## WRITTEN TASK:
How many lines of the listing contain the word "dark"? Reply with the number alone.

## THE RECORDS:
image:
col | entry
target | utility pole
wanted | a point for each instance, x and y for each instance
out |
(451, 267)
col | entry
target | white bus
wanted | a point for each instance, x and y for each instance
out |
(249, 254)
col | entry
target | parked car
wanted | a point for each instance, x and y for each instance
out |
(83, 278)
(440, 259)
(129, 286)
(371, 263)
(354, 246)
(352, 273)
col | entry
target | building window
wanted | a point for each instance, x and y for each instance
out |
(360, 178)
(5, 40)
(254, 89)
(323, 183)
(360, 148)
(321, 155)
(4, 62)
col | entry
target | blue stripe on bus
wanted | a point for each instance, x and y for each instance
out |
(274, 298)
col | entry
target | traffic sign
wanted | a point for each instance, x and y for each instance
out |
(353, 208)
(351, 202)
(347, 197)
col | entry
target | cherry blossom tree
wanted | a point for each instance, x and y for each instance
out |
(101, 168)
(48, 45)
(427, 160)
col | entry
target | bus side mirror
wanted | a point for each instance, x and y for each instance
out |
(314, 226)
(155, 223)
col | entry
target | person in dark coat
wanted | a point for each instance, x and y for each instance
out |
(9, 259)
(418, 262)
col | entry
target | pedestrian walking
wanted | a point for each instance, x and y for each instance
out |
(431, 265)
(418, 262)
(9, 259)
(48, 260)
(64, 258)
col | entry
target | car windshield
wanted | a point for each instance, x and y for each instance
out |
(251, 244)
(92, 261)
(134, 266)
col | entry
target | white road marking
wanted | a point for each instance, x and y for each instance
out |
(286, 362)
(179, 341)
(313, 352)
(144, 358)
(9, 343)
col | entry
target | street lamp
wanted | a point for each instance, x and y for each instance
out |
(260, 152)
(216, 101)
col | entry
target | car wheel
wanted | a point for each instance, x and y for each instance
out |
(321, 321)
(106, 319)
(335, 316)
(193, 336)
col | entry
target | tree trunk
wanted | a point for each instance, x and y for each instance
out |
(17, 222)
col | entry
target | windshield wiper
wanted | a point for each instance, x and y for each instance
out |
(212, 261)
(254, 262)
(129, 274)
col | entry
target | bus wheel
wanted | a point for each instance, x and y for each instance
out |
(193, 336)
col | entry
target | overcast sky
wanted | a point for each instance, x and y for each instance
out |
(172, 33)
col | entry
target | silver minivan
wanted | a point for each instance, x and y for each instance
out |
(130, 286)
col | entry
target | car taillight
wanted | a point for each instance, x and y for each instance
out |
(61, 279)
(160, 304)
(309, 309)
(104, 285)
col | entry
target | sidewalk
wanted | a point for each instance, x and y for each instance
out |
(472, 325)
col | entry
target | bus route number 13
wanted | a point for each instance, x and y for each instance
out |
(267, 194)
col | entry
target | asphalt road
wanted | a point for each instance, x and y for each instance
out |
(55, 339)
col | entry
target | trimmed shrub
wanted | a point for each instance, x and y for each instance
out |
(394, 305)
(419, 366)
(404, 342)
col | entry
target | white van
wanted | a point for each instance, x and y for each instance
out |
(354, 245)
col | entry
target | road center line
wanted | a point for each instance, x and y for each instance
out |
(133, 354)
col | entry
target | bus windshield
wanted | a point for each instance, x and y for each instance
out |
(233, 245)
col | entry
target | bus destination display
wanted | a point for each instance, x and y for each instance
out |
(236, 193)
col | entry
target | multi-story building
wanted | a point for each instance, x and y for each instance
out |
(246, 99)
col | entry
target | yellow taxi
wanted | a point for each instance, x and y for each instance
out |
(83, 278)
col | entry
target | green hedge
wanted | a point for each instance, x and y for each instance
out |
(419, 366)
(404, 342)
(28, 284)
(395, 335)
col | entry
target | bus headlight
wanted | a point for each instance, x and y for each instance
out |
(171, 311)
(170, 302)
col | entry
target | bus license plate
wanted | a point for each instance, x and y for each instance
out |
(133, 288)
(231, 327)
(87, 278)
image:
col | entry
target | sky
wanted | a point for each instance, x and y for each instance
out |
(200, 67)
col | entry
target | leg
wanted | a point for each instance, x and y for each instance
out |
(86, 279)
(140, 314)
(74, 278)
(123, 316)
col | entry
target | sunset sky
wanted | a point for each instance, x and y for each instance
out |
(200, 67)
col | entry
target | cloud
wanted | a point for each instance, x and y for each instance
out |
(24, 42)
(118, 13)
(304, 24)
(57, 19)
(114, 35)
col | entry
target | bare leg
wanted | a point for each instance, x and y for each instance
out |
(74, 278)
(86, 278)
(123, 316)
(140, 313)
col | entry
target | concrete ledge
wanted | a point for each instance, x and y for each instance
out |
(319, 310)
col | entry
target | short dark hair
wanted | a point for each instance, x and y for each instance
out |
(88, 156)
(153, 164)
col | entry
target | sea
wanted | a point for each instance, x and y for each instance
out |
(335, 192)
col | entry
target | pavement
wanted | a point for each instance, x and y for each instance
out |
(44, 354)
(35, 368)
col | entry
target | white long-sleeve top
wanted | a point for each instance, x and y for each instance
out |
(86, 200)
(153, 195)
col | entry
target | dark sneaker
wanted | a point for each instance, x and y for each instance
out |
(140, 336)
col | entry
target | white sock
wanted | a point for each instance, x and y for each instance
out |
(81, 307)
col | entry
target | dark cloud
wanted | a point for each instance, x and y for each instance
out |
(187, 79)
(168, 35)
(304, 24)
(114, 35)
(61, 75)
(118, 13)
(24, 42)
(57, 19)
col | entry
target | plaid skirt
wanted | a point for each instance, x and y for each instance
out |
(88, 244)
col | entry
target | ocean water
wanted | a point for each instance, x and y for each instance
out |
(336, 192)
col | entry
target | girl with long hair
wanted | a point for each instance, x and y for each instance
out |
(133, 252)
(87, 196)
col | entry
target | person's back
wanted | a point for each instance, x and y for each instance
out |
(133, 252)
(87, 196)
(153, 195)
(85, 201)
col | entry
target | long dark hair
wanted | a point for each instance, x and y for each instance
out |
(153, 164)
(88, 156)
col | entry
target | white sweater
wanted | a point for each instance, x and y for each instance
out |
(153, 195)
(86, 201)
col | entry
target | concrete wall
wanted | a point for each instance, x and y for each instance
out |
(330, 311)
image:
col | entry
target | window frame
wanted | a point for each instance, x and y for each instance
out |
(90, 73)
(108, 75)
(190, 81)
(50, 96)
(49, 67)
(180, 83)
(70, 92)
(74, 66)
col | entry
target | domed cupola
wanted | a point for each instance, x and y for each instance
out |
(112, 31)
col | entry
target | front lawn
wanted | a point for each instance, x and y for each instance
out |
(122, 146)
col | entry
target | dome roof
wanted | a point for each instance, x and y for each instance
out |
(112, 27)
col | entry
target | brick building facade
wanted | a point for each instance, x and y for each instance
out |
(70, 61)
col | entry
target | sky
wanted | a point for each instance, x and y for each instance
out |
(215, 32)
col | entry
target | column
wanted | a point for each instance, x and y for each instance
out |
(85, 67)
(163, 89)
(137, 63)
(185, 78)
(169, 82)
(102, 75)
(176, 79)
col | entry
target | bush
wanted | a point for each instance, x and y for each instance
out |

## WRITTEN RESPONSE:
5